The Hutchins Center supports research on the history and culture of people of African descent and seeks to provide a forum for collaboration and the exchange of ideas.
After a nearly three-year hiatus due to the pandemic, it announced its comeback in a recent publication.
The centre listed Chimamamda among the Africans to receive the W.E.B. Du Bois Medal, which is Harvard’s highest honour in the field of African and African American Studies.
The award recognises impactful contributions to African and African American culture and the life of the mind.
This year’s honourees, apart from Chimamanda, include Kareem Abdul-Jabbar, a basketball legend and activist.
Others are Laverne Cox, an LGBTQ advocate; Agnes Gund, a philanthropist; Raymond J. McGuire, a business personality; Deval Patrick, former Massachusetts governor; and Betye Saar, pioneering artist and visual storyteller.
The award ceremony will take place at 4 pm on October 6 in Sanders Theatre, Memorial Hall at Harvard.

■ **Problems to work on**
a) Answer these questions using the article on the W.E.B. Du Bois Medal:
(i) How does the article rank the W.E.B. Du Bois Medal among Harvard's honors?
(ii) How is Laverne Cox described?
(iii) At what time and in which theater will the award ceremony take place?
b) Write the next part of the article on the W.E.B. Du Bois Medal, starting after its final sentence.
The data that follow come from a separate source.

Natural-language object grounding data:
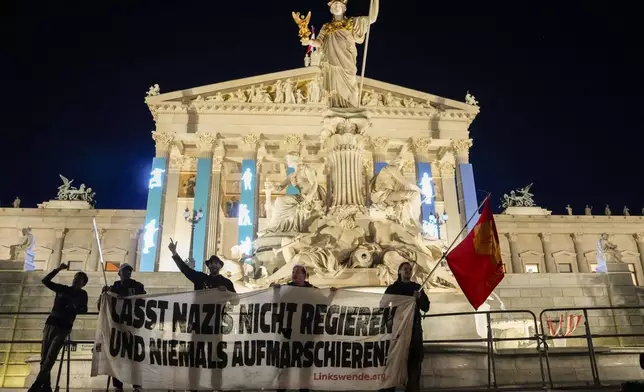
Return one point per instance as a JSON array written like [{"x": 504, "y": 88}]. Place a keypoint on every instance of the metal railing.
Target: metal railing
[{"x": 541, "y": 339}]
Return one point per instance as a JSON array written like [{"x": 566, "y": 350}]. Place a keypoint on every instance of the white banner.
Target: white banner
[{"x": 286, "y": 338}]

--

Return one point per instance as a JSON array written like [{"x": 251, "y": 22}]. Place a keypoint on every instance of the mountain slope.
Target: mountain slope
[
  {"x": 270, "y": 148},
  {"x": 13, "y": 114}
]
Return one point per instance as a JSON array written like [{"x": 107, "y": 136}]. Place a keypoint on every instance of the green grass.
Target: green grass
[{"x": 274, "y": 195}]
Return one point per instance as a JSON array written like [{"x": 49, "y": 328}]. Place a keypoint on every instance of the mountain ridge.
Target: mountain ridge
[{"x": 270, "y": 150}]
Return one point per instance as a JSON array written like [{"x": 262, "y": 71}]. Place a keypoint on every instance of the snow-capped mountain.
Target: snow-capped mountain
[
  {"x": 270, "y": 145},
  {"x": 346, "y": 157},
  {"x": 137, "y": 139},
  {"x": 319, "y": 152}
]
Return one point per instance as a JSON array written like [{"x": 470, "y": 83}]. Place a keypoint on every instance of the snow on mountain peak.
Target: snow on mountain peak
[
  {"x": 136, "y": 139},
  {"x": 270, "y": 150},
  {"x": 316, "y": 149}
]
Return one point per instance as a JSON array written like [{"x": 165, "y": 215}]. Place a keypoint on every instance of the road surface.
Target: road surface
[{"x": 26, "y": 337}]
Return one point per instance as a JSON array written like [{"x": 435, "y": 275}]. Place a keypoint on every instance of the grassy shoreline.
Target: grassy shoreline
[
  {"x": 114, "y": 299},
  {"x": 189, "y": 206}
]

■ **Your responses**
a)
(i) It is Harvard's highest honour in the field of African and African American Studies.
(ii) As an LGBTQ advocate.
(iii) At 4 pm, in Sanders Theatre.

b)
Speaking after the unveiling of the honourees, Henry Louis Gates Jr., the director of the Hutchins Center, said the medalists have shown “unyielding commitment to pushing the boundaries of representation.”
He said the medalists have, through their work, created “opportunities for advancement and participation for people who have been too often shut out from the great promise of our times.”
Previous recipients of the award include Rita Dove, a poet (2019); Colin Kaepernick, an athlete (2018); Carrie Mae Weems, a contemporary artist; and John Lewis, a civil rights activist and former congressman (2013).
Its honourees have mostly worked as artists, journalists, philanthropists, public servants, scholars, and writers.